Coordinate labeling data:
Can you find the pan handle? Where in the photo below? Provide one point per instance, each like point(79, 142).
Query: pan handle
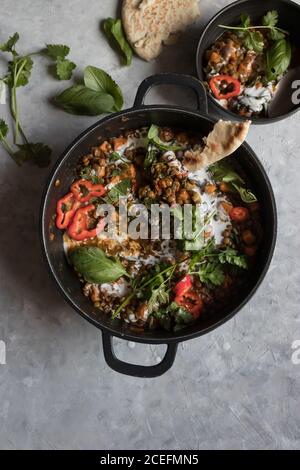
point(133, 369)
point(186, 81)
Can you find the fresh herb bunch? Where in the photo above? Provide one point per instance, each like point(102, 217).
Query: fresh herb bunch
point(208, 263)
point(18, 75)
point(278, 54)
point(222, 171)
point(99, 94)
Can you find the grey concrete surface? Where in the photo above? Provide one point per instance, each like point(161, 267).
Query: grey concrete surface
point(234, 388)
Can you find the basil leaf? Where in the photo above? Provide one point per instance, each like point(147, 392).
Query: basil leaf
point(245, 20)
point(56, 51)
point(9, 46)
point(114, 32)
point(270, 19)
point(246, 195)
point(83, 101)
point(118, 191)
point(64, 69)
point(98, 80)
point(93, 264)
point(278, 58)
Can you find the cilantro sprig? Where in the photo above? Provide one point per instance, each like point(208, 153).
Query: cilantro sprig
point(251, 35)
point(18, 74)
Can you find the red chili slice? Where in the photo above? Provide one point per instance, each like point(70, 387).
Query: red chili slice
point(191, 302)
point(224, 87)
point(84, 190)
point(184, 285)
point(65, 210)
point(78, 230)
point(239, 214)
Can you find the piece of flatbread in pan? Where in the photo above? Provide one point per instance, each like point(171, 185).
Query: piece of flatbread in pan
point(149, 24)
point(223, 140)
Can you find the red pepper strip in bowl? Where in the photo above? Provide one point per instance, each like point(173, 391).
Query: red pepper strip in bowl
point(183, 286)
point(224, 87)
point(78, 230)
point(191, 302)
point(84, 190)
point(65, 210)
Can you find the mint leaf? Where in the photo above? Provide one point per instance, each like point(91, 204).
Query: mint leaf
point(93, 264)
point(98, 80)
point(64, 68)
point(3, 129)
point(270, 19)
point(114, 32)
point(84, 101)
point(278, 58)
point(56, 51)
point(117, 191)
point(231, 256)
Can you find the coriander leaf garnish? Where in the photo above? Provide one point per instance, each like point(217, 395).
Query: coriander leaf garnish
point(251, 37)
point(278, 58)
point(114, 32)
point(94, 266)
point(117, 191)
point(63, 67)
point(98, 80)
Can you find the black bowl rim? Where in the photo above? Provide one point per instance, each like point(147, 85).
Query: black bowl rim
point(180, 336)
point(225, 112)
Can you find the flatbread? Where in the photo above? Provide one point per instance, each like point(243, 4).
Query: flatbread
point(223, 140)
point(149, 24)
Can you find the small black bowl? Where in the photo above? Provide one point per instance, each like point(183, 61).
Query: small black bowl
point(289, 19)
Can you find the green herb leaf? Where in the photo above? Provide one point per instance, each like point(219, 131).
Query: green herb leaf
point(56, 51)
point(3, 129)
point(114, 32)
point(246, 195)
point(270, 19)
point(278, 58)
point(64, 69)
point(98, 80)
point(245, 20)
point(19, 71)
point(254, 41)
point(117, 191)
point(94, 266)
point(151, 156)
point(232, 256)
point(83, 101)
point(9, 46)
point(37, 153)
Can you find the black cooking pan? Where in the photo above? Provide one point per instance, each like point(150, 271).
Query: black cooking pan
point(66, 280)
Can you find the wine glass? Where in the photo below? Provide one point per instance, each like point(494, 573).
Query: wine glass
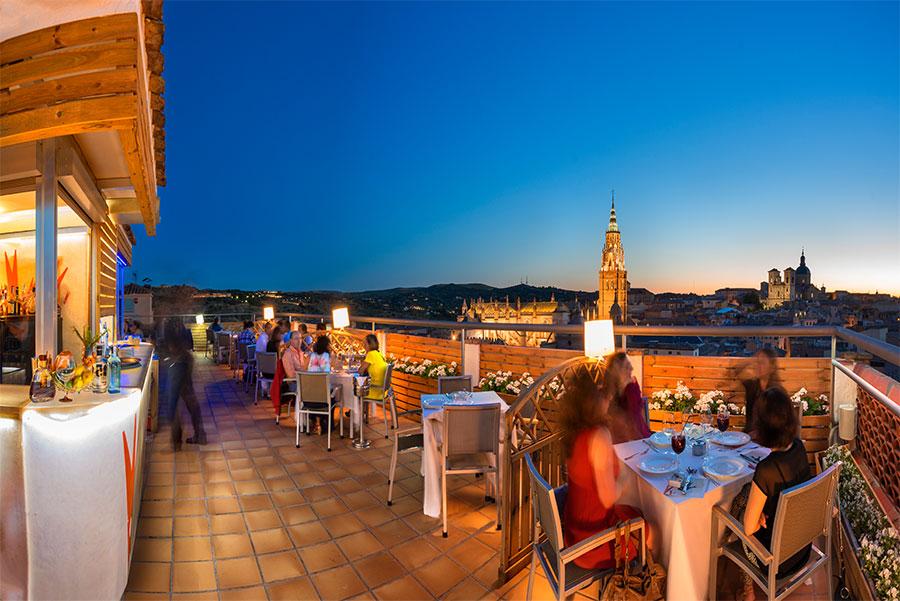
point(722, 418)
point(65, 371)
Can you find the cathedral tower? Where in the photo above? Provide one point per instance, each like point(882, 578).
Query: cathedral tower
point(612, 302)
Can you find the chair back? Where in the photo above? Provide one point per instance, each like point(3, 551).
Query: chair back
point(804, 512)
point(447, 384)
point(544, 504)
point(471, 429)
point(266, 362)
point(313, 386)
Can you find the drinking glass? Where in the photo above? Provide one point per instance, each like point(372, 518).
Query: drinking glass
point(722, 418)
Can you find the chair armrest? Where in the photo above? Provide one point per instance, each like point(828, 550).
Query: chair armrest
point(738, 529)
point(592, 542)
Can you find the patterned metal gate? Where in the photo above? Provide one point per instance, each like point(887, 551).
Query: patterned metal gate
point(532, 427)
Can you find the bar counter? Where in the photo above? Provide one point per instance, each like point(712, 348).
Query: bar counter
point(72, 480)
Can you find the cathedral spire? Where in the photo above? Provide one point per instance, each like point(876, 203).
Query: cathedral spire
point(613, 226)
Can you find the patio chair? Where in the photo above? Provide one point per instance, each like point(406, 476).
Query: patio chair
point(448, 384)
point(265, 371)
point(805, 512)
point(315, 396)
point(406, 440)
point(384, 401)
point(471, 445)
point(565, 577)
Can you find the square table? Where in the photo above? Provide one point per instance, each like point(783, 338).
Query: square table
point(433, 431)
point(681, 524)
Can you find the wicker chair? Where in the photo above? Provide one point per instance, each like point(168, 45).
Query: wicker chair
point(471, 445)
point(556, 560)
point(804, 513)
point(448, 384)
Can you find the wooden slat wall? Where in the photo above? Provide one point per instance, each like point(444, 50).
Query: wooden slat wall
point(518, 359)
point(702, 374)
point(422, 347)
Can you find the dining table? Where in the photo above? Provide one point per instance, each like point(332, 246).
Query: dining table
point(433, 433)
point(680, 522)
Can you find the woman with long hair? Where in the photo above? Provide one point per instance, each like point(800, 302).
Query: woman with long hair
point(593, 470)
point(628, 420)
point(764, 375)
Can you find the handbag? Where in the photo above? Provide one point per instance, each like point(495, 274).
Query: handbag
point(646, 583)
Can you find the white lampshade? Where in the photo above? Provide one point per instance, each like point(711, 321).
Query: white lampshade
point(598, 338)
point(341, 317)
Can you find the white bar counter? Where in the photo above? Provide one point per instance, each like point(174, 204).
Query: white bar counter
point(72, 476)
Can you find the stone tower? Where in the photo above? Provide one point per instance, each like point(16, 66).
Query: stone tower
point(612, 301)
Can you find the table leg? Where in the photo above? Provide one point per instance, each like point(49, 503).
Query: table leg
point(361, 443)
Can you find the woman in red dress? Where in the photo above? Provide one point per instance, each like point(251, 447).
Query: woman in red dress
point(593, 472)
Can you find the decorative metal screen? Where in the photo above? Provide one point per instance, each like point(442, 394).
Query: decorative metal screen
point(878, 442)
point(532, 427)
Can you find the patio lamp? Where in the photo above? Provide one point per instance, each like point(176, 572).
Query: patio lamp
point(598, 338)
point(341, 318)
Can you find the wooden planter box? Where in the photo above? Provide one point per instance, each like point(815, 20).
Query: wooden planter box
point(408, 390)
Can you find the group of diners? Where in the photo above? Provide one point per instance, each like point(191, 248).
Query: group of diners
point(297, 351)
point(594, 418)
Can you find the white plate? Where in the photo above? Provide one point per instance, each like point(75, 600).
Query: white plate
point(731, 438)
point(658, 465)
point(723, 468)
point(661, 440)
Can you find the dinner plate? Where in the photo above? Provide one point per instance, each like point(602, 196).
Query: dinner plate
point(662, 440)
point(658, 465)
point(730, 438)
point(723, 468)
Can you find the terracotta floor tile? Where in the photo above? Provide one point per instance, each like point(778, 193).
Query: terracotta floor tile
point(281, 566)
point(440, 575)
point(255, 502)
point(193, 576)
point(234, 573)
point(197, 548)
point(149, 577)
point(223, 505)
point(291, 590)
point(262, 520)
point(231, 545)
point(339, 583)
point(155, 527)
point(378, 569)
point(153, 549)
point(269, 541)
point(321, 557)
point(192, 526)
point(297, 514)
point(359, 545)
point(227, 524)
point(253, 593)
point(310, 533)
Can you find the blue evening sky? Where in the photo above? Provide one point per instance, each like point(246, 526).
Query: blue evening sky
point(361, 146)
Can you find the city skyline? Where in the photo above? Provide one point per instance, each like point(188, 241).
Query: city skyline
point(429, 144)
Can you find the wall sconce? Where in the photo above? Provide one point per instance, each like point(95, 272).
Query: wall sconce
point(598, 338)
point(341, 318)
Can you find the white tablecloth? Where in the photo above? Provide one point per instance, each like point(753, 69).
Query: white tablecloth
point(680, 524)
point(433, 424)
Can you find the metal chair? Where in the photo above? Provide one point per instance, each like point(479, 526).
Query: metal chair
point(265, 371)
point(804, 513)
point(387, 391)
point(407, 439)
point(556, 560)
point(315, 396)
point(448, 384)
point(471, 445)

Exercise instructions:
Swap "flatbread" for "naan bread" in the stretch from the line containing "Can you find the black bowl" through the line containing "point(289, 19)". Give back only that stretch, with nothing else altered.

Correct response:
Can you find the black bowl rim? Where in the photo above? Provide one point per instance, each like point(147, 85).
Query: black bowl rim
point(180, 336)
point(225, 112)
Can you find the naan bread? Where in the photo above? Provide one point per instance, each like point(243, 4).
Query: naan bread
point(223, 140)
point(149, 24)
Can you find the small black bowl? Where in the photo above? Provide one point per instance, each like point(183, 61).
Query: small black bowl
point(289, 19)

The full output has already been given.